### Work to complete
Copy verbatim the block of lines in the entries below whose first line contains "Target: sandstone block" and whose last line contains "of the rough". Leave out all other lines.

### The input

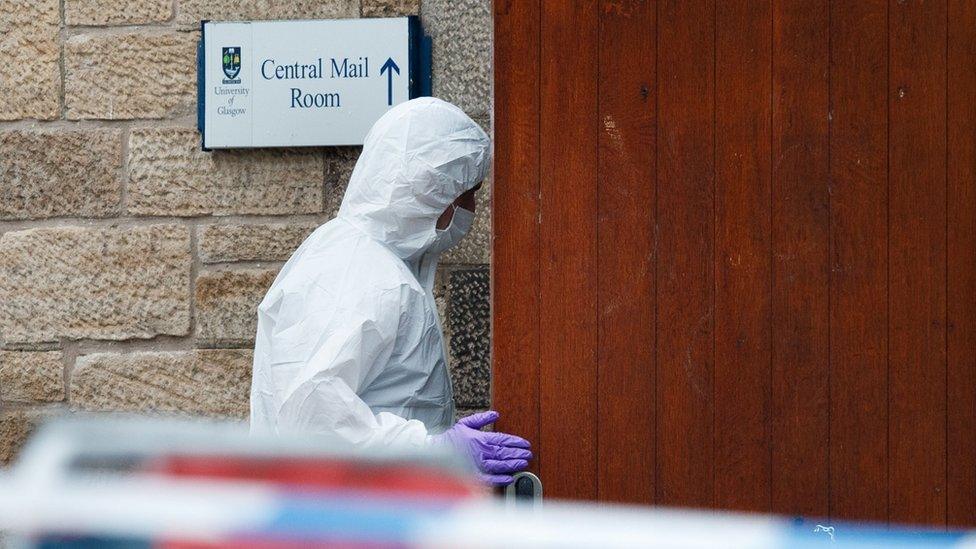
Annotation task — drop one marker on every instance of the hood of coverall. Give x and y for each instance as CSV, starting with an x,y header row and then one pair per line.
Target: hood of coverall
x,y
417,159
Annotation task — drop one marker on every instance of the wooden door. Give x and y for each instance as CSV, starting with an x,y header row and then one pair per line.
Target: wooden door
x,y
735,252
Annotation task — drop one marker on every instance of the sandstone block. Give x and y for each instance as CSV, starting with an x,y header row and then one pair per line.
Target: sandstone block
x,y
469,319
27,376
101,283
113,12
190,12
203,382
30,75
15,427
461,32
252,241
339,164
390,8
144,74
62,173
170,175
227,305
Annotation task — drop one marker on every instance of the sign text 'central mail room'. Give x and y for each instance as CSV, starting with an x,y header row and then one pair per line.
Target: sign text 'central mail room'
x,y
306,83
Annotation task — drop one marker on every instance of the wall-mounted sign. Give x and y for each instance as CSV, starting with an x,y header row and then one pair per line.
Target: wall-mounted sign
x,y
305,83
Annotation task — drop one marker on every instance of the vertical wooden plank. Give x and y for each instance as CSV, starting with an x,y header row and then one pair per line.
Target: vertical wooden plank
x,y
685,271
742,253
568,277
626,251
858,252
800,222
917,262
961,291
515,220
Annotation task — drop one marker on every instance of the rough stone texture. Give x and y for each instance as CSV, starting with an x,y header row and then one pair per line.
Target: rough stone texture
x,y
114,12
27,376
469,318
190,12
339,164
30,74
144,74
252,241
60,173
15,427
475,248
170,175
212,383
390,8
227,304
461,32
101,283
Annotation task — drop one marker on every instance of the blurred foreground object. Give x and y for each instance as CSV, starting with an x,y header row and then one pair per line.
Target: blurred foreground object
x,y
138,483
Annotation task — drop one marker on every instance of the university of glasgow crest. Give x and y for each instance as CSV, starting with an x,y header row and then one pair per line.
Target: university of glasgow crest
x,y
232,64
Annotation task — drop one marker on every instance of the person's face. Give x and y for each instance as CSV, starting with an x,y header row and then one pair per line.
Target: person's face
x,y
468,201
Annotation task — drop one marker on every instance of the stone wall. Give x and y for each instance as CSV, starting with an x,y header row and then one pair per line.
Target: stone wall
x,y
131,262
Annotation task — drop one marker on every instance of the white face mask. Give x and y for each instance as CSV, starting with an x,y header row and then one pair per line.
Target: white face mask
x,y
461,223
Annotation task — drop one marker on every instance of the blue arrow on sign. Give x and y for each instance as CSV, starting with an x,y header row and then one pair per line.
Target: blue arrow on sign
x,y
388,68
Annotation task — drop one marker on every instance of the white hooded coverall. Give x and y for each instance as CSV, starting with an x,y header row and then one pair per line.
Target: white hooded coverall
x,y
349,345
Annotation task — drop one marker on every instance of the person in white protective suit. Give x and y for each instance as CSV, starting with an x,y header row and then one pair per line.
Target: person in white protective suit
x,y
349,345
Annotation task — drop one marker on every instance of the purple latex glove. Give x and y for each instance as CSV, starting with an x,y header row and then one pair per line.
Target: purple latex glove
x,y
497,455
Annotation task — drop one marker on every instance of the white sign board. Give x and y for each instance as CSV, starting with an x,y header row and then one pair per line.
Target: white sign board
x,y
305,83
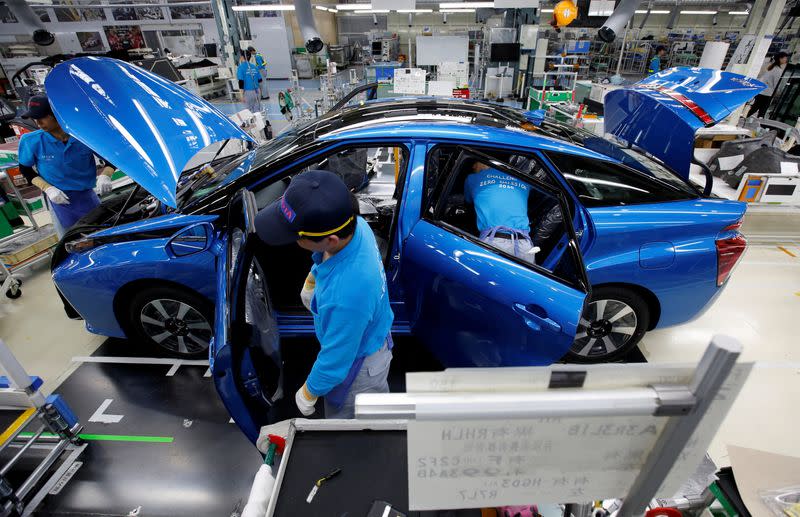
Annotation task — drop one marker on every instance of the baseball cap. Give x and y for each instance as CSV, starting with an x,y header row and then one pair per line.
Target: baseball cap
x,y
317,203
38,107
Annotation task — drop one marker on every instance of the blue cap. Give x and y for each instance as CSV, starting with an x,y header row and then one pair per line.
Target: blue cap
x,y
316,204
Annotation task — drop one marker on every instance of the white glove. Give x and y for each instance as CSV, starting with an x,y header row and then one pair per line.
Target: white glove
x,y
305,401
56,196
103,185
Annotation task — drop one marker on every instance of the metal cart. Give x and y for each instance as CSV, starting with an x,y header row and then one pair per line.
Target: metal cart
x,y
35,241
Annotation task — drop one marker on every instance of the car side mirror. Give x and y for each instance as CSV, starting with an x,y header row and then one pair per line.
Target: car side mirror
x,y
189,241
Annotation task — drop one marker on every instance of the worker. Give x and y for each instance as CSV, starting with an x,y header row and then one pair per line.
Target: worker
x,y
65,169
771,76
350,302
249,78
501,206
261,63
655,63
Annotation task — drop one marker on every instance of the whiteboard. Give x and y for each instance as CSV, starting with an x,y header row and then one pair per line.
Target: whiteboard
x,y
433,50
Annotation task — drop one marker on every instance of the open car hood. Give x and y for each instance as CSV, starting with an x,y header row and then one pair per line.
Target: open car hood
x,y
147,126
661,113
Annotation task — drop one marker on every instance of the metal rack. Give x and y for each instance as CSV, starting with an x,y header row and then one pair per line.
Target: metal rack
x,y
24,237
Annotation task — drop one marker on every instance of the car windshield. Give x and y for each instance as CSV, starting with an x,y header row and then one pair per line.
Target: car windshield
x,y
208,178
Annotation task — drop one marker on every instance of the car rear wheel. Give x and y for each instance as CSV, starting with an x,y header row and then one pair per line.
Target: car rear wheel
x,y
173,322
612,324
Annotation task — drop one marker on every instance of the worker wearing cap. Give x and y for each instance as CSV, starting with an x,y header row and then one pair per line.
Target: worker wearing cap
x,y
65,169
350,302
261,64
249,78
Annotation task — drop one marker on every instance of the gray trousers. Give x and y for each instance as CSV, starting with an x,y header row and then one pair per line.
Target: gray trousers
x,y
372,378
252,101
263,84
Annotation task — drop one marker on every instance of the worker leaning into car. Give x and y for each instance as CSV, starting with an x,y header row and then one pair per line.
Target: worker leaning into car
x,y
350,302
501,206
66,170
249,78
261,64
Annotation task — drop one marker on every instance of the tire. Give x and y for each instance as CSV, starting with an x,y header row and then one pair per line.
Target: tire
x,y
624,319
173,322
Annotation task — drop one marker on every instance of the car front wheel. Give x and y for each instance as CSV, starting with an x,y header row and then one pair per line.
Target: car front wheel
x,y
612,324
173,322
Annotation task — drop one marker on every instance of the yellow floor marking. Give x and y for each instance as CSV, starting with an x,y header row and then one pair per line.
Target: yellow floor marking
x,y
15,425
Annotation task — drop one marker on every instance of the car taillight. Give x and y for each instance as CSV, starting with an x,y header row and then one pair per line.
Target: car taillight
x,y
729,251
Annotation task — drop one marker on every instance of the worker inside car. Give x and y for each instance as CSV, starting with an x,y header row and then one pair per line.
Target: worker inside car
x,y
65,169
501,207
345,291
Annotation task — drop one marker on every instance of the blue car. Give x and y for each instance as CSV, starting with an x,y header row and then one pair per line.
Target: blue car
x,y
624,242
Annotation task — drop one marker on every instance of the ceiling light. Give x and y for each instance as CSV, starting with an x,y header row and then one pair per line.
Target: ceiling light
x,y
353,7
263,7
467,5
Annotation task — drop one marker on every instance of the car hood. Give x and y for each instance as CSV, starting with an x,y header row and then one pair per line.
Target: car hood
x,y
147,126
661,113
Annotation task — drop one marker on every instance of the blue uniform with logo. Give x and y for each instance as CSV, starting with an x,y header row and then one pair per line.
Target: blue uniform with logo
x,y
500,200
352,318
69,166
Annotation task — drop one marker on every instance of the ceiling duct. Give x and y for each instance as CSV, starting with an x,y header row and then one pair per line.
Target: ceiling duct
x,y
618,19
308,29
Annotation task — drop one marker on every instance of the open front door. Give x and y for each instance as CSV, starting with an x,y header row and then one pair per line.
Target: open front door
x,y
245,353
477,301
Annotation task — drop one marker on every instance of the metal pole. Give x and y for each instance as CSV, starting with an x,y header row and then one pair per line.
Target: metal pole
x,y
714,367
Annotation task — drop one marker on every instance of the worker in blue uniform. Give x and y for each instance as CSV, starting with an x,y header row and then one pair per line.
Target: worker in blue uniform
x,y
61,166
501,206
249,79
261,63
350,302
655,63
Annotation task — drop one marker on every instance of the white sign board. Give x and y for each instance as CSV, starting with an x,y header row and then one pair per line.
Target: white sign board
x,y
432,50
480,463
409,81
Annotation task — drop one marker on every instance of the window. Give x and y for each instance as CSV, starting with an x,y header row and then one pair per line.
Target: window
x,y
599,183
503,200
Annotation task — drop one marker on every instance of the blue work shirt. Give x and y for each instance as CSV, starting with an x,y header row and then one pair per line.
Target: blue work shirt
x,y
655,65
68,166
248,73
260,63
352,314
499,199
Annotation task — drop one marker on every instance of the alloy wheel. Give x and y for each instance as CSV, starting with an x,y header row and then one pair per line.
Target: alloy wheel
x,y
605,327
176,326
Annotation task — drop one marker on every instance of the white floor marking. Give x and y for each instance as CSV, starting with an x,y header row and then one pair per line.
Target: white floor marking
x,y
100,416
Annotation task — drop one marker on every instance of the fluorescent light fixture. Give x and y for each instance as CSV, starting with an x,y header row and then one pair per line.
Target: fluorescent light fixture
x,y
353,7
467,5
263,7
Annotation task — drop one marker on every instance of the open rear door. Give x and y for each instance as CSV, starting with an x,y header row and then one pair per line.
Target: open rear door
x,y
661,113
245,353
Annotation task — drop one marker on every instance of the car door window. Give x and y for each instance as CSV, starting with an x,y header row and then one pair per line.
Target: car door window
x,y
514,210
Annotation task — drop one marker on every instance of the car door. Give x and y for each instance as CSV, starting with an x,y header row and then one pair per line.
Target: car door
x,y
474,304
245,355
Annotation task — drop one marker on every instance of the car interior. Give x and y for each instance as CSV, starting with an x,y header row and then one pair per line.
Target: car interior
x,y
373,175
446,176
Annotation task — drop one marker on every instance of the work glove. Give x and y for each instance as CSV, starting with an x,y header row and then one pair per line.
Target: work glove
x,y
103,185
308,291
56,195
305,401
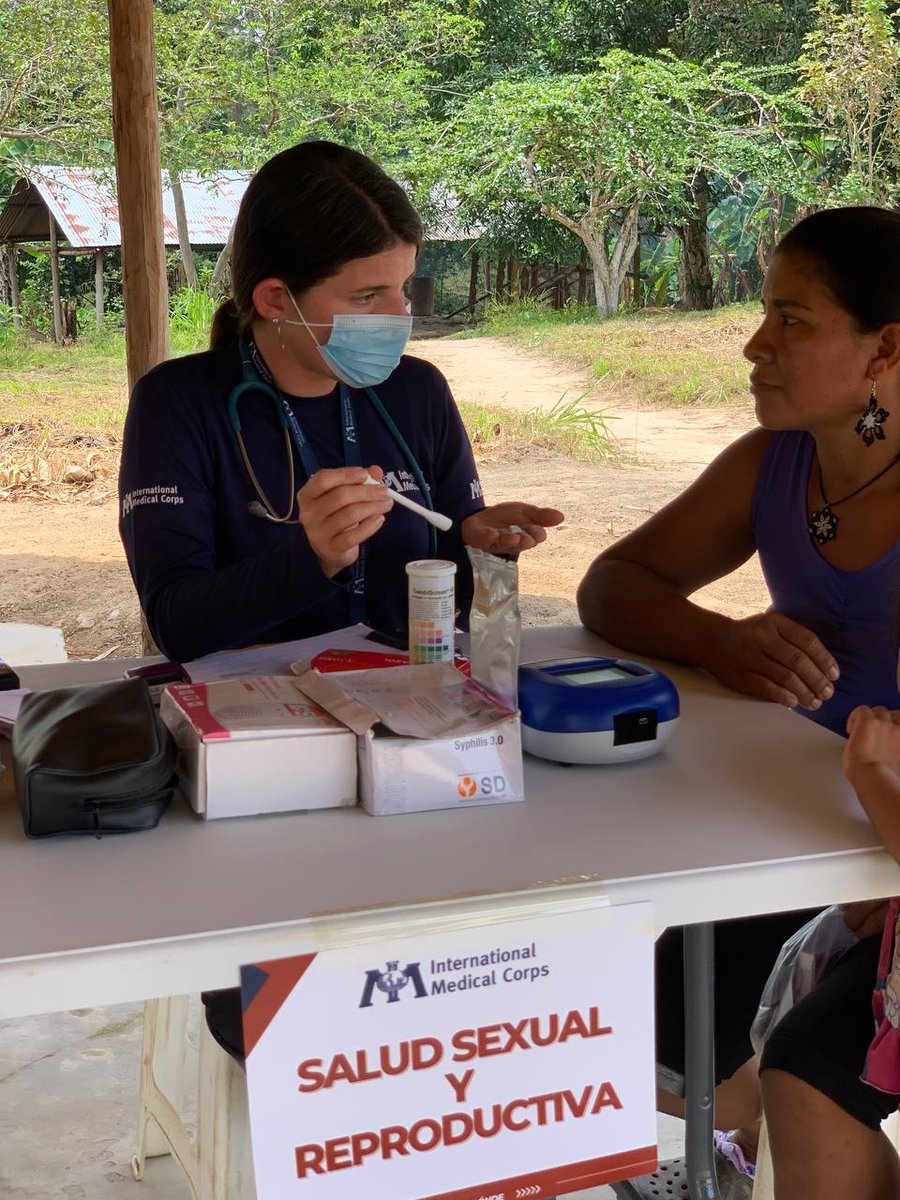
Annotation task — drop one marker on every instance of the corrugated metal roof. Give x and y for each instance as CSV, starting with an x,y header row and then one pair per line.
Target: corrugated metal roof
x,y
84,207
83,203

### Result for this exercise
Target: sandstone block
x,y
469,319
27,376
101,283
113,12
190,12
203,382
30,75
15,427
461,32
252,241
339,164
390,8
144,74
62,173
170,175
227,305
Annotation task — drop one marker on every instance of the sign text 'central mail room'. Give x and y for each instance as CSV, starting with an x,y header row and then one pair per line.
Target: sign text 'central mail room'
x,y
306,83
Annotation task — drop one marker on every instance of the wall-mounted sign. Give x and y for each instance as CSV, starting with an x,y header row and then one pair per line.
Target: wall-mounted sign
x,y
305,83
Annotation task — drop one marker on every instance of the vertical wooden plank. Give x and y for each instance as CSV, starting with an x,y header row and then one pair per line.
Target: vertical wooden plank
x,y
685,271
742,253
568,277
626,251
858,252
800,222
917,262
961,291
515,220
Annotation task — drop one marker on every instance of the rough stone texture. Give x and y for each instance as CSV, starting with an x,y header row and then one pair per line.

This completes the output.